Entries from a point annotation set:
######
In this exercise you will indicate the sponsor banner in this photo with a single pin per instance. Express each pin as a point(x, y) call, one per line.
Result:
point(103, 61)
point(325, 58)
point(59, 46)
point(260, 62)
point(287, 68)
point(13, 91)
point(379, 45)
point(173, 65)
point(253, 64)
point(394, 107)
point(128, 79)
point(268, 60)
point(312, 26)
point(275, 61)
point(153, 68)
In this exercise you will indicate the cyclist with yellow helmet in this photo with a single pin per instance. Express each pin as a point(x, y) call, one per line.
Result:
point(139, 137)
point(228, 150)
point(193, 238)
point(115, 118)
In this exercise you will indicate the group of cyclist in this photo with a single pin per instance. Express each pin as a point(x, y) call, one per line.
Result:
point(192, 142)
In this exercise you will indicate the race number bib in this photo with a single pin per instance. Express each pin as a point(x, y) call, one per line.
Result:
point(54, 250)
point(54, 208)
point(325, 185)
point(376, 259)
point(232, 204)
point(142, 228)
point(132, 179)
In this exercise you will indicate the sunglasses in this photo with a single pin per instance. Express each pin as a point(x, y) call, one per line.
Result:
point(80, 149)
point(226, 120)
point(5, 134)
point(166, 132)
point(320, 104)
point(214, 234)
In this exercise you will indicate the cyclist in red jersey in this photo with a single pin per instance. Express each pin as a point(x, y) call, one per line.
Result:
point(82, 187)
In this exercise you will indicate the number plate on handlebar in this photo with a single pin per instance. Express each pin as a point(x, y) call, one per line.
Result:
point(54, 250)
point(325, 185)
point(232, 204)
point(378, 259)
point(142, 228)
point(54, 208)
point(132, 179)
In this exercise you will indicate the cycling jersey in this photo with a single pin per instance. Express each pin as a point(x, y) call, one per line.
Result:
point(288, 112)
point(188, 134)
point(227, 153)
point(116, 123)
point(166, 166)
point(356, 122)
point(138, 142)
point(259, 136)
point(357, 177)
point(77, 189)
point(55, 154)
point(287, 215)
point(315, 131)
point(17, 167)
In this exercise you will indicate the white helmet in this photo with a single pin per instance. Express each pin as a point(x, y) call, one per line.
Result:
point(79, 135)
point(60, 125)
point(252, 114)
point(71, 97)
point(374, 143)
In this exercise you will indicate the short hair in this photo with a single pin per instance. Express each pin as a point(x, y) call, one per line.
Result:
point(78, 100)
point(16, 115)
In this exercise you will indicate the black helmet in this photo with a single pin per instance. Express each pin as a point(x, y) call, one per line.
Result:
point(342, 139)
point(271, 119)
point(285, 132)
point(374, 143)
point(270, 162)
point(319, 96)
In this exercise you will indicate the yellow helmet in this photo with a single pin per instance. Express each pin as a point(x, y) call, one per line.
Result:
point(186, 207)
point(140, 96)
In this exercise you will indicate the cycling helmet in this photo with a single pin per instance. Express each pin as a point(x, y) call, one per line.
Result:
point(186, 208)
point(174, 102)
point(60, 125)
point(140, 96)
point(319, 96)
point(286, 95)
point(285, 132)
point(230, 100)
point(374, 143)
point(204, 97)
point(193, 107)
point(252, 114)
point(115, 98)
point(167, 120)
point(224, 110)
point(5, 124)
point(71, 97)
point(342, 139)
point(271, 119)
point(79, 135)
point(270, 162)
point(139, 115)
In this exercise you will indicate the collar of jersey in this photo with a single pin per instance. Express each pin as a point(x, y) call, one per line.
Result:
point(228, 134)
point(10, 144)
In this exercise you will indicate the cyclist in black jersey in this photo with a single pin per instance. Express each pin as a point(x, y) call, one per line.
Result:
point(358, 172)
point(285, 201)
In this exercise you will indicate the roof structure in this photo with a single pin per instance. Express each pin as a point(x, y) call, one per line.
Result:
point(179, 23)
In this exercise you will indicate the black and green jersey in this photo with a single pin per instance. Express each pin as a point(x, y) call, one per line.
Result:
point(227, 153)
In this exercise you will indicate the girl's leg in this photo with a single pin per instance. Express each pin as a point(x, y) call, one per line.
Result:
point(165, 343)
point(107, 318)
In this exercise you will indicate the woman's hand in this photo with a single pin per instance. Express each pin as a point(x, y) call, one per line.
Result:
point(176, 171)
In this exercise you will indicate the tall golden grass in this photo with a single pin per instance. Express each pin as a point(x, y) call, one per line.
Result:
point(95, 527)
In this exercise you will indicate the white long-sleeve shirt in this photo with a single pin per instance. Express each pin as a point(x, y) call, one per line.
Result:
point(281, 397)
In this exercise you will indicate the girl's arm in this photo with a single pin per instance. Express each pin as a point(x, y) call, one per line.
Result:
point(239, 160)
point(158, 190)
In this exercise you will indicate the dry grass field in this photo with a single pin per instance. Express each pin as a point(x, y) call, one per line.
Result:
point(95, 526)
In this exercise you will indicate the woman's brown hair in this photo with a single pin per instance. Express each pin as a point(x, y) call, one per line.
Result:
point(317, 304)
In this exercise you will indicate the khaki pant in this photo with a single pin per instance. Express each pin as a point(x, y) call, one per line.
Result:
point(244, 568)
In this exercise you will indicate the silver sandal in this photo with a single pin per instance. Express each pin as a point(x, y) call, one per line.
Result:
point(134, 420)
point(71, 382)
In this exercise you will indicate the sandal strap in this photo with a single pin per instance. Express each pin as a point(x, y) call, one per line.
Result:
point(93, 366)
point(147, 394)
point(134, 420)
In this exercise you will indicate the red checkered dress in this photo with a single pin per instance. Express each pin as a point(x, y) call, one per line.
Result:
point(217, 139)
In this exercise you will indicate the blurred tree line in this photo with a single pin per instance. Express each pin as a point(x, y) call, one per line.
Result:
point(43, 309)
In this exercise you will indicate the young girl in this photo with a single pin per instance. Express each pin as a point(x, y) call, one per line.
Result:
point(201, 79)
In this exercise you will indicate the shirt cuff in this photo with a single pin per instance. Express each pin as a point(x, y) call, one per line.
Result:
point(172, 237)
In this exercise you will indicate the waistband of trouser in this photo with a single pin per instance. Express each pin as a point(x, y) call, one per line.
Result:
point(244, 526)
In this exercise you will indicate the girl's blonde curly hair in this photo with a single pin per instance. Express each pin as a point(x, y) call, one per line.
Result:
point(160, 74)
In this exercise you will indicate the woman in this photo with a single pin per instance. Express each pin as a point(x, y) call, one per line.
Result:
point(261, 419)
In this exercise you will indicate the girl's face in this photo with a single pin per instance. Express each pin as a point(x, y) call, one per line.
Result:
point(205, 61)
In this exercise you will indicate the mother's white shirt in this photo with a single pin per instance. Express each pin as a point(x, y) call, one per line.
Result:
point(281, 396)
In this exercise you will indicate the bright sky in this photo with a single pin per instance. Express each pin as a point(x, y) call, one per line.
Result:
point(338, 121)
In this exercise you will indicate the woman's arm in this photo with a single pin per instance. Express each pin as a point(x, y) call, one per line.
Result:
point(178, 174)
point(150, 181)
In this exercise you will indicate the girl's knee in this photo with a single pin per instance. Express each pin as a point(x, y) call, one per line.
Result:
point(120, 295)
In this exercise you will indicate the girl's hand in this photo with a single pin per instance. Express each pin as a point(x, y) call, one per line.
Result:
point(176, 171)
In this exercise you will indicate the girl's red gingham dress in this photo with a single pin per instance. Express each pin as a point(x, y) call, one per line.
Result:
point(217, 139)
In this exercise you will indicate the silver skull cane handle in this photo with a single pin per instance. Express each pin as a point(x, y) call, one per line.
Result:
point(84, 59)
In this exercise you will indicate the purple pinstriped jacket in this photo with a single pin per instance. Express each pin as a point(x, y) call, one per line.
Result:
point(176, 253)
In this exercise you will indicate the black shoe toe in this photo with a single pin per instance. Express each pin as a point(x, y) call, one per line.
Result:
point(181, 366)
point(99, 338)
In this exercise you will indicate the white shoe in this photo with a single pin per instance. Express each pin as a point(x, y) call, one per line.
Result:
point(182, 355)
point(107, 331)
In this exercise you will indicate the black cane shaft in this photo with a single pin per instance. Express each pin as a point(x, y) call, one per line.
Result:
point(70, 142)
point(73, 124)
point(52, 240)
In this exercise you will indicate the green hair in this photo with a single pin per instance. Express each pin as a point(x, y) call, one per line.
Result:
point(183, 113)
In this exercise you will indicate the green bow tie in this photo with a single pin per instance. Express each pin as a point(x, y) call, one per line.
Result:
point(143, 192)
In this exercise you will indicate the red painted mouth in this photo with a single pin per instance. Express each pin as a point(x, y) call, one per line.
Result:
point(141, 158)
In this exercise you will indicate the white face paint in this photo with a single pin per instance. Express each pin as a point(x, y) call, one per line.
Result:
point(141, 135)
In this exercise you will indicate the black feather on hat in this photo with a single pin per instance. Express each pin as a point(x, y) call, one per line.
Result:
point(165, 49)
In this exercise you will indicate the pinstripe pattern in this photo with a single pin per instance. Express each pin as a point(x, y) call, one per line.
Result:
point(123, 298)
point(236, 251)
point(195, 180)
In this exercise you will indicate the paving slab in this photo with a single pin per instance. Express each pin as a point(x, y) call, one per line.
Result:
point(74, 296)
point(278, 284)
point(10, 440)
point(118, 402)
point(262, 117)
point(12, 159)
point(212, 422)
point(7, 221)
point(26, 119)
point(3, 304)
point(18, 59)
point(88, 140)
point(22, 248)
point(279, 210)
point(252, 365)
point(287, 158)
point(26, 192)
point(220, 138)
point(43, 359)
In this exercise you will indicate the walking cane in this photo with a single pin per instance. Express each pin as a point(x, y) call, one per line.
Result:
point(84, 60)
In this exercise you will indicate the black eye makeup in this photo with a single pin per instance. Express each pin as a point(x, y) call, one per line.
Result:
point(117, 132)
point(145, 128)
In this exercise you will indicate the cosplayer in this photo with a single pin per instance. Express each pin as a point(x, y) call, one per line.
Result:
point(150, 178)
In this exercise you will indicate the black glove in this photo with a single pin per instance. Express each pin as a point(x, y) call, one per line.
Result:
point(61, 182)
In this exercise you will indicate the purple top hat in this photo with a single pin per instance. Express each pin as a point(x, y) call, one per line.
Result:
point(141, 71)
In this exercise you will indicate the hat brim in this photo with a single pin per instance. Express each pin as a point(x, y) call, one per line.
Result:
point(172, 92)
######
▶ Exercise aim
Format the material from the line with "In this exercise you will indicate the shirt" to the line with "point(281, 396)" as a JSON list of strings, with one string per line and both of those lines included. Skip any blank lines.

▶ Result of the exercise
[
  "In this exercise you will indicate the shirt cuff in this photo with a single pin per instance. Express each pin as a point(x, y) call, one per line.",
  "Result:",
  "point(172, 237)",
  "In this exercise you will indicate the waistband of trouser in this photo with a single pin per instance. Express each pin as a point(x, y) call, one per line.",
  "Result:",
  "point(244, 526)",
  "In this exercise you will indicate the girl's blonde curly hair in this photo with a single pin per instance. Express each pin as a point(x, y) call, one per line.",
  "Result:",
  "point(160, 74)",
  "In this exercise you will indicate the woman in this photo with a single pin per instance. Express each pin as a point(x, y) call, one per line.",
  "Result:",
  "point(261, 419)",
  "In this exercise you will indicate the girl's face in this photo with a single pin per instance. Express each pin as a point(x, y) call, one per line.",
  "Result:",
  "point(205, 61)",
  "In this exercise you will indicate the mother's white shirt in this photo with a single pin per instance. Express each pin as a point(x, y) call, one per line.",
  "Result:",
  "point(281, 396)"
]